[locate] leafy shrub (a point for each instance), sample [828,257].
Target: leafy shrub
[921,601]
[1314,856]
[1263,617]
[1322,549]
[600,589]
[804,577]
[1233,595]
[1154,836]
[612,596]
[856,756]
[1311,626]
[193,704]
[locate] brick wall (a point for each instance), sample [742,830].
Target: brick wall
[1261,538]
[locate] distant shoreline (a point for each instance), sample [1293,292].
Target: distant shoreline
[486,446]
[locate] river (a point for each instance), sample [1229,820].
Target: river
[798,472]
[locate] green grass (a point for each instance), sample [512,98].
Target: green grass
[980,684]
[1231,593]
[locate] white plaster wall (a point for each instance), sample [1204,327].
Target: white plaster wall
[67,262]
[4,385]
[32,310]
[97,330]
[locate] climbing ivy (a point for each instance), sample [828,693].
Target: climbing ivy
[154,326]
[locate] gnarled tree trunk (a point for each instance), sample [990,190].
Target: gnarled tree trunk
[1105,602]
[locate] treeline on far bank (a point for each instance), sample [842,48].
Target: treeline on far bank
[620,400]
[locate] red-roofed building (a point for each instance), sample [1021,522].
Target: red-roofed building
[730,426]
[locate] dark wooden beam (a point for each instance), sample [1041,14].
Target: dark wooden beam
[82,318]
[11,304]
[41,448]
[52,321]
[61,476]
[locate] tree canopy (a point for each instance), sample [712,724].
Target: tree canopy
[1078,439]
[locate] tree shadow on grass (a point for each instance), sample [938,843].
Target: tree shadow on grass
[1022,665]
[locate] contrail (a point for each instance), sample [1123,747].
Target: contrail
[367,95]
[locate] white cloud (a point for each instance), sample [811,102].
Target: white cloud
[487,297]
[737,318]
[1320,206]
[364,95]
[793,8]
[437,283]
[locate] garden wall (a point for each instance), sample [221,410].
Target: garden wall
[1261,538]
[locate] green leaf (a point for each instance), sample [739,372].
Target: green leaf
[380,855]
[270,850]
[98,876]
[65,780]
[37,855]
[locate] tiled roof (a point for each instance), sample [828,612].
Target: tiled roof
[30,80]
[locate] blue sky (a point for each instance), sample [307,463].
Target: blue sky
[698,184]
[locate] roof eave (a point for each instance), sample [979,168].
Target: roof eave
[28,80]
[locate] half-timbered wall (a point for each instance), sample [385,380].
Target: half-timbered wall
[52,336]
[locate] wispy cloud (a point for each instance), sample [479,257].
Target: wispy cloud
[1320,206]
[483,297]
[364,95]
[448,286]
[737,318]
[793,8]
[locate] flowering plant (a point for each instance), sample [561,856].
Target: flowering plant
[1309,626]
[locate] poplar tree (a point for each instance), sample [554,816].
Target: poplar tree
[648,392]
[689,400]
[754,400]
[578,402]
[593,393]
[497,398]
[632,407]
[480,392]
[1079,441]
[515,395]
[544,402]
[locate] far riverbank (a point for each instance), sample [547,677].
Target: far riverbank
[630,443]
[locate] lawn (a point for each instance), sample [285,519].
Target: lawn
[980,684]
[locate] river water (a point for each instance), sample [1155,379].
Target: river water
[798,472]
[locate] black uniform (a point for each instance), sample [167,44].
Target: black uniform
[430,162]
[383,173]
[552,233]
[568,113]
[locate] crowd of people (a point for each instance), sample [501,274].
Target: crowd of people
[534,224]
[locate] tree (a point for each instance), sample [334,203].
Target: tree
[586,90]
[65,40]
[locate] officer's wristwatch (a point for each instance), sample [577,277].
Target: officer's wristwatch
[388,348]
*-*-*
**AIM**:
Copy the records above, starting with the line containing "[locate] tiled roof" and going on through the end of the records, keeping every line including the requests. Shift each coordinate in the answer points by -94, and leave the sample coordinates in the requests unchanged.

**ANSWER FOR THIS EXERCISE**:
[locate] tiled roof (a point for each instance), sample [828,612].
Target: tiled roof
[-64,-14]
[locate] blue sky (a point for each instance), sample [307,463].
Target: blue sky
[604,90]
[locate] roof eave (a point for each instance), sample [979,168].
Target: roof eave
[-66,-14]
[locate] half-timbered wall (a point for each instance), sample [385,380].
Target: half-timbered wall
[-42,242]
[locate] wispy cloud (a point for each instance), sample [479,257].
Target: wispy cloud
[1226,112]
[389,203]
[270,1]
[354,192]
[643,224]
[699,-86]
[locate] flowering plant (a point for each instance), sample [561,856].
Target: flowering plant
[1215,532]
[locate] poplar tree (a point for each instance), sample [554,816].
Target: poplar tree
[554,298]
[595,306]
[660,306]
[484,308]
[499,299]
[403,304]
[538,313]
[386,298]
[985,347]
[421,301]
[450,308]
[locate] far riverbank (a point for each instance), sample [547,677].
Target: far riverbank
[536,349]
[locate] lawn (a point for each instance), sample [285,519].
Target: lawn
[886,590]
[locate] river water (a point for each instance), sample [1155,379].
Target: river water
[704,378]
[locate] black uniform (a point for each instance), sample [167,44].
Target: black uniform
[336,68]
[289,79]
[458,139]
[474,19]
[locate] crowd of people (a point for each instance), sample [501,274].
Target: crowd of people
[440,130]
[locate] tree (a point for each instance), sample [334,203].
Target: tree
[492,-4]
[-29,-54]
[locate] officer's wristwatch (a point for each instance), sample [577,277].
Target: officer's wristwatch
[294,254]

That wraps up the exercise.